- Task A -
According to the text on oilfield water analysis, how was sodium determined when only the six principal elements were reported?
- Task B -
Carry on the text on oilfield water analysis after its final sentence.

- Study text -

Oilfield water analysis
|Development Geology Reference Manual|
|Series||Methods in Exploration|
|Chapter||Oilfield water analysis|
|Author||Parke A. Dickey|
The principal reasons for performing chemical analysis of water produced with oil are to
- Determine its source
- Determine water resistivity (Rw)
- Detect hydrocarbon-related compounds
- Trace the path and location of injected water
A truly representative sample can best be obtained from the flow line. Another sampling method is by drill stem tests, although this water is usually contaminated with filtrate from the drilling mud. (For more details, see Drill stem testing.) Additional sampling methods include formation testers such as the formation interval tester (FIT) and the repeat formation tester (RFT), which due to their ability to hold a limited volume, usually recover only filtrate. (For more on formation testers, see Wireline formation testers.)
Figure 1 Triangular plot showing relative amounts of cations in typical oil field brines. Relative amount of sodium changes, but calcium is always about five times magnesium. (After Dickey.)
Figure 2 Stiff diagrams used to show water compositions on maps.
In the past, only the six principal elements were reported. Only five of these were determined by analysis: calcium, magnesium, chloride, alkalinity (usually reported as bicarbonate), and sulfate. Sodium was estimated by difference. Results were reported as parts per million (ppm), but because the methods are volumetric, it is more correct to report those results as milligrams per liter (mg/L). Recently, physical methods such as atomic absorption and spectrometry have made it possible to analyze for the less abundant elements. Some elements, such as barium, are important because they precipitate and plug pores. Others such as iodine and bromine may be economically profitable to recover. (For more on properties of reservoir water, see Petroleum reservoir fluid properties.)

- Stored data entries -
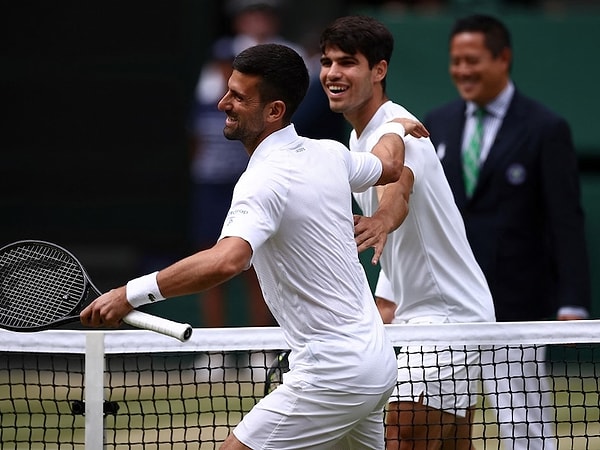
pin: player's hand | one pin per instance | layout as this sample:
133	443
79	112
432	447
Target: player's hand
412	127
569	317
370	232
107	310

- Exercise result A -
Sodium was estimated by difference.

- Exercise result B -
In interpreting water analyses, it is customary to use reacting values (also called equivalent parts per million). The reacting value is the weight of the element in parts per million divided by the atomic or molecular weight and multiplied by the valence. In comparing waters, it is also useful to calculate the milliequivalent percent (Table 1). Because there are usually three principal cations and three anions, the milliequivalent percent can be plotted on a triangular diagram (Figure 1).
|Element||Factor||Water 1||Water 2|
|mg/L||meq||meq %||mg/L||meq||meq %|
In plotting water composition on maps, it is convenient to show the analyses in the form of patterns. One of the most commonly used patterns was devised by Stiff. The cations are plotted to the left on three or four lines, and the anions are plotted to the right. Milliequivalents are usually plotted on a logarithmic scale (Figure 2).
When a well starts to make water, it is necessary to find out where the water is coming from to determine what actions, if any, are needed. Another important reason for sampling and analyzing water is to determine its resistivity (Rw). This value is needed to determine its saturation (Sw) in the producing formation by wireline log analysis. Consequently, some well logging societies have compiled Rw values for different regions.
Water from dry holes is sometimes analyzed for traces of hydrocarbon-related organic compounds, such as organic acids and benzene. If they are found, it suggests that the formation had an oil accumulation in the vicinity.
Water for subsurface injection should be carefully filtered and analyzed for its chemical composition. Injection water is filtered because it must be free of suspended matter that might plug the rock pores or coat the faces of the grains. This matter might be bacteria or algae and can be mitigated by including bactericides in the water. Harmful matter can also arise from corrosion of the steel pipes, so it is customary to keep dissolved oxygen out of the injection water. (For information on corrosion and scale, see Production problems.)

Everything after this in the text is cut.